* Exercise goal
Without changing a single character, write out every record below.

Start of Dataset

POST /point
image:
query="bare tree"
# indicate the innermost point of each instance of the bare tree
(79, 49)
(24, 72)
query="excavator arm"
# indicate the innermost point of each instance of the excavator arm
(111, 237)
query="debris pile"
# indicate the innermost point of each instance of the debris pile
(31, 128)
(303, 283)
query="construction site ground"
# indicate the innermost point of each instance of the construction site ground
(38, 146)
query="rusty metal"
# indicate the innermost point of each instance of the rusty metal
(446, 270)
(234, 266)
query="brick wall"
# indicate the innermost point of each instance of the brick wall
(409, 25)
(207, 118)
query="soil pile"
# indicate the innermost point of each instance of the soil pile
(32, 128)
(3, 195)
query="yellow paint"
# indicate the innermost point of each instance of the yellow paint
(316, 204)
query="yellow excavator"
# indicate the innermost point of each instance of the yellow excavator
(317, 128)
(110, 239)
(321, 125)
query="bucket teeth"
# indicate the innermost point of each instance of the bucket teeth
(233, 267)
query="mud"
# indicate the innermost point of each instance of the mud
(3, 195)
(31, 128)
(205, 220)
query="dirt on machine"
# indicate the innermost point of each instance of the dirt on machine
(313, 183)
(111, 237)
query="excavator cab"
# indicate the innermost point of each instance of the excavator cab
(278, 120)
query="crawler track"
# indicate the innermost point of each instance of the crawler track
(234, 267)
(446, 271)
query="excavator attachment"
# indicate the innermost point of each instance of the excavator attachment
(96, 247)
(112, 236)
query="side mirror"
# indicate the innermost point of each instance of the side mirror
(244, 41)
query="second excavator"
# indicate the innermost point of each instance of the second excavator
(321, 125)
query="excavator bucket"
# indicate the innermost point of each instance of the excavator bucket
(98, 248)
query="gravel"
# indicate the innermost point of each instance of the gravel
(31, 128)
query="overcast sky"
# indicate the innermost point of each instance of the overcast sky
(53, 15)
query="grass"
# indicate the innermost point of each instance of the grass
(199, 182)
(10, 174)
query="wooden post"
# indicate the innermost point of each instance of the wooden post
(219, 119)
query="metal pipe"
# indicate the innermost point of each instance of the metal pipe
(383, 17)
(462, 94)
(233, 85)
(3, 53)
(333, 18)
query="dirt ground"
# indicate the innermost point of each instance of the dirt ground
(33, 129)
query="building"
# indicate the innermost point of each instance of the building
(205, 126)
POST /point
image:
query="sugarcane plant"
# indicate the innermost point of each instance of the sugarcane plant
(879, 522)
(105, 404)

End of Dataset

* Completed task
POST /point
image:
query="bare tree"
# indicate the innermost point of each instance of the bare tree
(79, 49)
(24, 72)
query="excavator arm"
# indicate the innermost point of each instance of the excavator arm
(111, 237)
query="debris pile"
# indicate the innermost point of each instance of the debris pile
(31, 128)
(303, 283)
query="construction site ground"
# indicate the innermost point of each instance of the construction site ground
(38, 146)
query="rusty metal"
# indicate the innermost point of each instance of the rusty metal
(446, 270)
(234, 266)
query="brick wall"
# indicate the innermost point of each instance of the brick wall
(409, 25)
(207, 118)
query="soil pile"
# indicate the innermost point of each instance of the soil pile
(32, 128)
(3, 195)
query="yellow paint"
# indicate the innermost point of each instance of the yellow paint
(316, 204)
query="yellow excavator"
# indicate the innermost point of each instance of the yellow excavator
(317, 128)
(110, 239)
(321, 125)
query="bucket teeth"
# indicate the innermost point of each instance of the bucket teeth
(233, 267)
query="mud"
# indicate the innermost point of each instance of the mud
(3, 195)
(31, 128)
(205, 220)
query="dirt on machine"
# indicate the innermost point of each instance of the dirt on machine
(313, 183)
(111, 237)
query="excavator cab"
# indicate the innermost point of each instance of the excavator cab
(278, 120)
query="crawler track"
# indicate the innermost point of each instance of the crawler track
(234, 267)
(446, 271)
query="excavator attachment"
# indicate the innermost point of each instance of the excavator attachment
(96, 247)
(112, 236)
query="side mirror"
# indicate the innermost point of each instance of the side mirror
(244, 41)
query="second excavator"
# indicate the innermost point of each instance of the second excavator
(321, 125)
query="excavator bucket"
# indicate the innermost point of each instance of the excavator bucket
(98, 248)
query="gravel"
# indicate the innermost point of each instance of the gravel
(31, 128)
query="overcast sky"
# indicate the innermost point of each instance of the overcast sky
(53, 15)
query="grass"
# indicate the innermost point of each instance of the grass
(199, 182)
(10, 174)
query="wooden post"
# indicate the innermost point of each instance of the wooden post
(219, 119)
query="metal pipe"
# indicate the innermost point of each instance of the metal pipe
(383, 17)
(462, 94)
(233, 85)
(3, 53)
(333, 18)
query="dirt ground"
# indicate the innermost point of each instance of the dirt ground
(33, 129)
query="building"
# indicate the innermost point of each instance of the building
(205, 126)
POST /point
image:
query="sugarcane plant"
# indicate the innermost point of each instance of the sugarcane plant
(879, 522)
(105, 404)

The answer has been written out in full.